* _Text for analysis_:
============

Changing stroke rehab and research worldwide now.Time is Brain! trillions and trillions of neurons that DIE each day because there are NO effective hyperacute therapies besides tPA(only 12% effective). I have 523 posts on hyperacute therapy, enough for researchers to spend decades proving them out. These are my personal ideas and blog on stroke rehabilitation and stroke research. Do not attempt any of these without checking with your medical provider. Unless you join me in agitating, when you need these therapies they won't be there.

What this blog is for:

My blog is not to help survivors recover, it is to have the 10 million yearly stroke survivors light fires underneath their doctors, stroke hospitals and stroke researchers to get stroke solved. 100% recovery. The stroke medical world is completely failing at that goal, they don't even have it as a goal. Shortly after getting out of the hospital and getting NO information on the process or protocols of stroke rehabilitation and recovery I started searching on the internet and found that no other survivor received useful information. This is an attempt to cover all stroke rehabilitation information that should be readily available to survivors so they can talk with informed knowledge to their medical staff. It lays out what needs to be done to get stroke survivors closer to 100% recovery. It's quite disgusting that this information is not available from every stroke association and doctors group.

============

* _Data supplied_:
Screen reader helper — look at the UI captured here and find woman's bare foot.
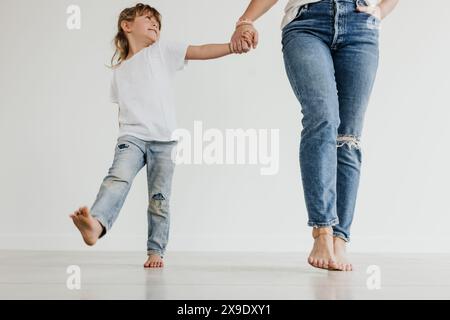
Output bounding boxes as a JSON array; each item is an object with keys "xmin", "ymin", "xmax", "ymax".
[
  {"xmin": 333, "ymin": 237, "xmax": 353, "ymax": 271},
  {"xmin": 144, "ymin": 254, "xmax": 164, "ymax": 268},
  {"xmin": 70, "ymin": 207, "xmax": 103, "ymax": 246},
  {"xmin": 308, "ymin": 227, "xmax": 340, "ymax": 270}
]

============

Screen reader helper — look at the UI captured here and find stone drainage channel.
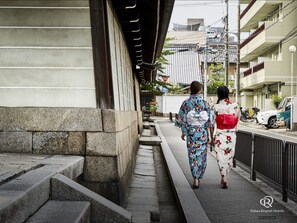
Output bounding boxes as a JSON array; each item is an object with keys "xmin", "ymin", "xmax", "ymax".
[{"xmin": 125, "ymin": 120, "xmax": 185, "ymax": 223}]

============

* _What to work on_:
- a) Print the passage of the stroke blog text from "Changing stroke rehab" through "won't be there.".
- b) In the stroke blog text, list the groups that the blog wants stroke survivors to light fires underneath.
- c) Continue the stroke blog text from its last sentence.

* _Solved problems_:
- a)
Changing stroke rehab and research worldwide now.Time is Brain! trillions and trillions of neurons that DIE each day because there are NO effective hyperacute therapies besides tPA(only 12% effective). I have 523 posts on hyperacute therapy, enough for researchers to spend decades proving them out. These are my personal ideas and blog on stroke rehabilitation and stroke research. Do not attempt any of these without checking with your medical provider. Unless you join me in agitating, when you need these therapies they won't be there.

- b)
doctors
stroke hospitals
stroke researchers

- c)
Monday, January 28, 2019

Effect of Clinical History on Interpretation of Computed Tomography for Acute Stroke

So where is the protocol for this located? And have you distributed it to ALL the stroke hospitals in the world? Just writing this is not the end of your responsibility. Or are you just trying to slide by until retirement? Stroke survivors can't easily slide thru anything. Life becomes terribly hard.

Effect of Clinical History on Interpretation of Computed Tomography for Acute Stroke


First Published January 22, 2019 Research Article
We assessed whether providing detailed clinical information alongside computed tomography (CT) images improves their interpretation for acute stroke.
Using the prospective Cornell AcutE Stroke Academic Registry, we randomly selected 100 patients who underwent noncontrast head CT within 6 hours of transient ischemic attack or minor acute ischemic stroke and underwent magnetic resonance imaging (MRI) within 6 hours of the CT. Three radiologist investigators evaluated each of the 100 CT studies twice, once with and once without accompanying information on medical history, signs, and symptoms. In random sequence, each study was interpreted in one condition (ie, with or without detailed accompanying information) and then after a 4-week washout period, in the opposite condition. Using MRI diffusion-weighted imaging (DWI) as the reference standard, we classified CT interpretations as correct (true positives or negatives) or incorrect (false positives or negatives). We used logistic regression with sandwich estimators to compare the proportion of correct interpretations.
In patients with DWI-defined infarcts, acute ischemia was called on 20% of CTs with detailed history and 18% without history. In patients without infarcts, the absence of ischemia was called on 77% of CTs with history and 77% without history. The proportion of correct interpretations of CTs accompanied by detailed clinical history (49%) did not differ significantly from those without history (47%; odds ratio: 1.1; 95% confidence interval: 0.8-1.4).
Reported findings on head CT for evaluation of suspected acute ischemic stroke were similar regardless of whether detailed clinical history was provided.